:: Stored records

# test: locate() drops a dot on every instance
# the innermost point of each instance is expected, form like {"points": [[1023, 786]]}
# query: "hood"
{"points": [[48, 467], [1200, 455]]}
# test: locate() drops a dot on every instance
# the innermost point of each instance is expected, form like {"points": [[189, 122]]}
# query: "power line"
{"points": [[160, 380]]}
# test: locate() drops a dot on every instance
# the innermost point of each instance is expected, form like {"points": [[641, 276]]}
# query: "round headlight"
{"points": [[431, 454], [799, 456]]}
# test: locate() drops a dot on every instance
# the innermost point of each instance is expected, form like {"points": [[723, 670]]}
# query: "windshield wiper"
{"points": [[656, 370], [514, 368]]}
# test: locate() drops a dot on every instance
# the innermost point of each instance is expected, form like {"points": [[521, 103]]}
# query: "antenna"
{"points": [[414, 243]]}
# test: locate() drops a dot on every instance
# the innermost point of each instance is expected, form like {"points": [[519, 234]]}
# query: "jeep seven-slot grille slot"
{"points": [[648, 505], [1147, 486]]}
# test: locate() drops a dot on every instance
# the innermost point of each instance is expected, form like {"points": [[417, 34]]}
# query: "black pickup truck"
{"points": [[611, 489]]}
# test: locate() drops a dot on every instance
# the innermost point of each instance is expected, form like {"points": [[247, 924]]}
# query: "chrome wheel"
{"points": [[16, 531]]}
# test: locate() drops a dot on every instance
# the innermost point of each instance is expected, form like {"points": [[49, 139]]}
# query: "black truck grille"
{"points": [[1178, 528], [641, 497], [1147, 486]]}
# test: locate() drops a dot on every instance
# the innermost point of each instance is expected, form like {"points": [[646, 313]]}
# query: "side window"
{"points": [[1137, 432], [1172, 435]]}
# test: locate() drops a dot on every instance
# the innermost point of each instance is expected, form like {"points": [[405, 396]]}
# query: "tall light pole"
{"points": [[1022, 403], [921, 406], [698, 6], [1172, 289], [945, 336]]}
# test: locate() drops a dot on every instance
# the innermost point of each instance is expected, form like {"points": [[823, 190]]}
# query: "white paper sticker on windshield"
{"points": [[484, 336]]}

::::

Written task: Write out the full set of records exactly as given.

Reply to the exercise:
# test: locate() drops a dot on every instance
# the innermost point of each instance is expected, form like {"points": [[1023, 786]]}
# query: "hood"
{"points": [[48, 467], [1200, 455]]}
# test: locate() drops a dot on every instance
# the innermost point of each instance is expected, form like {"points": [[189, 122]]}
# query: "power line"
{"points": [[160, 380]]}
# test: locate() drops a dot on every instance
# the innermost point of each instance is expected, form like {"points": [[641, 276]]}
# query: "round headlight"
{"points": [[431, 454], [799, 456]]}
# test: locate() drops a dot on every instance
# the innermost point of each instance is expected, form like {"points": [[723, 670]]}
# query: "windshield wiper"
{"points": [[656, 370], [514, 368]]}
# test: locate() drops a dot on every instance
# the innermost point of each instance is expected, form like {"points": [[521, 103]]}
# query: "antenna"
{"points": [[414, 243]]}
# test: locate() drops a dot on every instance
# the innermost point of each instance is expected, form like {"points": [[519, 234]]}
# query: "jeep seven-slot grille slot"
{"points": [[648, 505], [1147, 486]]}
# test: locate() drops a dot on every instance
# the innermost point of each instance is expected, form like {"points": [[417, 34]]}
# query: "black pickup truck"
{"points": [[611, 489]]}
# test: locate() drops a dot on every instance
# the innermost point of each instance is expected, form like {"points": [[247, 924]]}
# query: "chrome wheel"
{"points": [[16, 531]]}
# test: locate() drops a dot on every instance
# the innermost point of each instance is expected, form like {"points": [[49, 139]]}
# query: "black truck grille"
{"points": [[1178, 528], [641, 497], [1147, 486]]}
# test: locate() drops a dot on every instance
# the innermost point of each instance is expected, form like {"points": [[646, 313]]}
# query: "side window"
{"points": [[1137, 432], [1172, 435]]}
# test: locate() drops a dot on every instance
# the innermost point of each instance is expected, form like {"points": [[405, 396]]}
# query: "tall light pole"
{"points": [[1022, 403], [921, 406], [698, 6], [1172, 289], [945, 336]]}
# test: locate() drops a dot on every instance
# the innermost point of each instance is expected, form like {"points": [[823, 190]]}
# query: "white paper sticker on windshield"
{"points": [[484, 336]]}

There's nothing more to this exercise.